-- start of Data lines --
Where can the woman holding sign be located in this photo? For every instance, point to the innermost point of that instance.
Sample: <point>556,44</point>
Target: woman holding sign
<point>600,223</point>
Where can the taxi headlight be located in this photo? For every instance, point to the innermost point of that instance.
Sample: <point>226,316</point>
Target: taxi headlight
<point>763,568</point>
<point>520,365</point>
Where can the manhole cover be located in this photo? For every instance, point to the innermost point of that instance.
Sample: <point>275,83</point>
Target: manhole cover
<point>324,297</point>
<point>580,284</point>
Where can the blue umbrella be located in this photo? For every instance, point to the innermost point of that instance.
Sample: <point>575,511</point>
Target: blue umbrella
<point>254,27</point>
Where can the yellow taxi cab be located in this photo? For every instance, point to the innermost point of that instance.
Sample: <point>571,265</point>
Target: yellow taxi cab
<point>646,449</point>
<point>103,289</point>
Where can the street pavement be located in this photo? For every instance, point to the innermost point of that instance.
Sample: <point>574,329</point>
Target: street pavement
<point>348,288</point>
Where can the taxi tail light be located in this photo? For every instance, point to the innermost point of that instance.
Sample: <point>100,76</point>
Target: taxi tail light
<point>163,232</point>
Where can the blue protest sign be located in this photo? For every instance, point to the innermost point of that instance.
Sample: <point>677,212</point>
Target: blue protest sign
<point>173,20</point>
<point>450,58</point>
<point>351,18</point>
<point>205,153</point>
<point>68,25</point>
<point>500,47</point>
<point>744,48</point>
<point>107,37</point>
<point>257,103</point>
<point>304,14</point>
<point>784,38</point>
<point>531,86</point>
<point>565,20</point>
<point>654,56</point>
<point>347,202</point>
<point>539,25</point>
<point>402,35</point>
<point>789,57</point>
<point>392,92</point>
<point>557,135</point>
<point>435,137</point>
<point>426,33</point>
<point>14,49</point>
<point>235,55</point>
-- end of Data lines --
** Exercise details **
Edit the rows from the line with "Where can the yellow" through the end of the rows, putting "central" wherever "innermost" appears and leaving everything else unchanged.

** Solved exercise **
Where can the yellow taxi cab be located in this photo? For every instance, point to the central point of that instance.
Sample: <point>571,265</point>
Target: yellow taxi cab
<point>646,449</point>
<point>103,289</point>
Where can the street pavement be located in this photo? For every instance, point to the central point of that instance.
Sample: <point>574,329</point>
Target: street pavement
<point>348,288</point>
Where can the taxi tail light be located in this photo? For every instance, point to the central point of that instance.
Sample: <point>100,76</point>
Target: taxi tail light
<point>163,232</point>
Where can the blue protest sign be located in this photo? For every instance, point to the central point of that instance.
Sample: <point>677,212</point>
Target: blue protest sign
<point>173,20</point>
<point>450,58</point>
<point>351,18</point>
<point>205,153</point>
<point>68,25</point>
<point>500,47</point>
<point>744,48</point>
<point>107,37</point>
<point>257,103</point>
<point>304,14</point>
<point>784,38</point>
<point>531,86</point>
<point>565,20</point>
<point>654,56</point>
<point>347,202</point>
<point>539,25</point>
<point>402,35</point>
<point>789,57</point>
<point>392,92</point>
<point>557,135</point>
<point>435,137</point>
<point>426,33</point>
<point>14,49</point>
<point>235,55</point>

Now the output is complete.